[Elementos de datos]
+++++

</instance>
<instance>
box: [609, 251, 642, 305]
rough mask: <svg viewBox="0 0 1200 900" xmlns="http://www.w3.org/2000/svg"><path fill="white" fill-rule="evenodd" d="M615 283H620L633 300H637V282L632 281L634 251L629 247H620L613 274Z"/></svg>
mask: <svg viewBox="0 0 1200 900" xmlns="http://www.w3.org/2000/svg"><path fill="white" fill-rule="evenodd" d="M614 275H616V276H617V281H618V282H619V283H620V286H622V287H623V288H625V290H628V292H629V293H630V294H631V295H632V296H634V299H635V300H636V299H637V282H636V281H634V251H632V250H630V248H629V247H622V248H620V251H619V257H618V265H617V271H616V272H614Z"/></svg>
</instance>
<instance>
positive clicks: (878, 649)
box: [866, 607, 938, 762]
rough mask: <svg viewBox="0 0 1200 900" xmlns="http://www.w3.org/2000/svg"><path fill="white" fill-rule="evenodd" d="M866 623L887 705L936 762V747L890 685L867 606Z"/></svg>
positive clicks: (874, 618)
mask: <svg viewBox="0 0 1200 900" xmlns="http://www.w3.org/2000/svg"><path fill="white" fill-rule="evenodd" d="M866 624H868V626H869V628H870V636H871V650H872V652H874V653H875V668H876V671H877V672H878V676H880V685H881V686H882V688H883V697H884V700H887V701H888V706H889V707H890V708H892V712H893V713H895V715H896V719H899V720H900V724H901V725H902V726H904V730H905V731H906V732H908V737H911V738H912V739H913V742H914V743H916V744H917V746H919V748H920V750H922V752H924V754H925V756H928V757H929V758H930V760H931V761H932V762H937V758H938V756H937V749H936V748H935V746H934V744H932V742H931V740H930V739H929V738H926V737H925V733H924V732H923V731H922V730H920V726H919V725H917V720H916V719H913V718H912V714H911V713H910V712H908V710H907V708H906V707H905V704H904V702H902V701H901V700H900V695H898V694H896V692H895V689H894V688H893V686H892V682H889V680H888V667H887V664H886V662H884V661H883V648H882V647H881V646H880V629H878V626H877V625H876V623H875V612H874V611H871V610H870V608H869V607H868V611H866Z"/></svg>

+++++

Cambia "rough mask" por "coarse mask" en todas las líneas y devuélvelas sin ninguna otra modificación.

</instance>
<instance>
box: [609, 251, 642, 305]
coarse mask: <svg viewBox="0 0 1200 900" xmlns="http://www.w3.org/2000/svg"><path fill="white" fill-rule="evenodd" d="M615 283H620L633 300H637V282L632 281L634 251L629 247H620L613 274Z"/></svg>
mask: <svg viewBox="0 0 1200 900" xmlns="http://www.w3.org/2000/svg"><path fill="white" fill-rule="evenodd" d="M614 275H616V276H617V281H618V282H619V283H620V286H622V287H623V288H625V290H628V292H629V293H630V294H631V295H632V296H634V299H635V300H636V299H637V282H636V281H634V251H632V250H630V248H629V247H622V248H620V251H619V257H618V265H617V271H616V272H614Z"/></svg>
</instance>
<instance>
positive clicks: (878, 649)
box: [866, 607, 938, 762]
coarse mask: <svg viewBox="0 0 1200 900" xmlns="http://www.w3.org/2000/svg"><path fill="white" fill-rule="evenodd" d="M866 623L887 705L936 762V747L890 685L867 606Z"/></svg>
positive clicks: (874, 618)
mask: <svg viewBox="0 0 1200 900" xmlns="http://www.w3.org/2000/svg"><path fill="white" fill-rule="evenodd" d="M866 624H868V626H869V628H870V636H871V650H872V652H874V653H875V668H876V671H877V672H878V676H880V685H881V686H882V688H883V697H884V700H887V701H888V706H889V707H890V708H892V712H893V713H895V715H896V719H899V720H900V724H901V725H902V726H904V730H905V731H906V732H908V737H911V738H912V739H913V742H914V743H916V744H917V746H919V748H920V750H922V752H924V754H925V756H928V757H929V758H930V760H931V761H932V762H937V758H938V756H937V749H936V748H935V746H934V744H932V742H931V740H930V739H929V738H926V737H925V733H924V732H923V731H922V730H920V726H919V725H917V720H916V719H913V718H912V714H911V713H910V712H908V710H907V708H906V707H905V704H904V702H902V701H901V700H900V695H898V694H896V692H895V689H894V688H893V686H892V682H889V680H888V667H887V664H886V662H884V661H883V648H882V647H881V646H880V629H878V626H877V625H876V623H875V612H874V611H871V610H870V608H869V607H868V611H866Z"/></svg>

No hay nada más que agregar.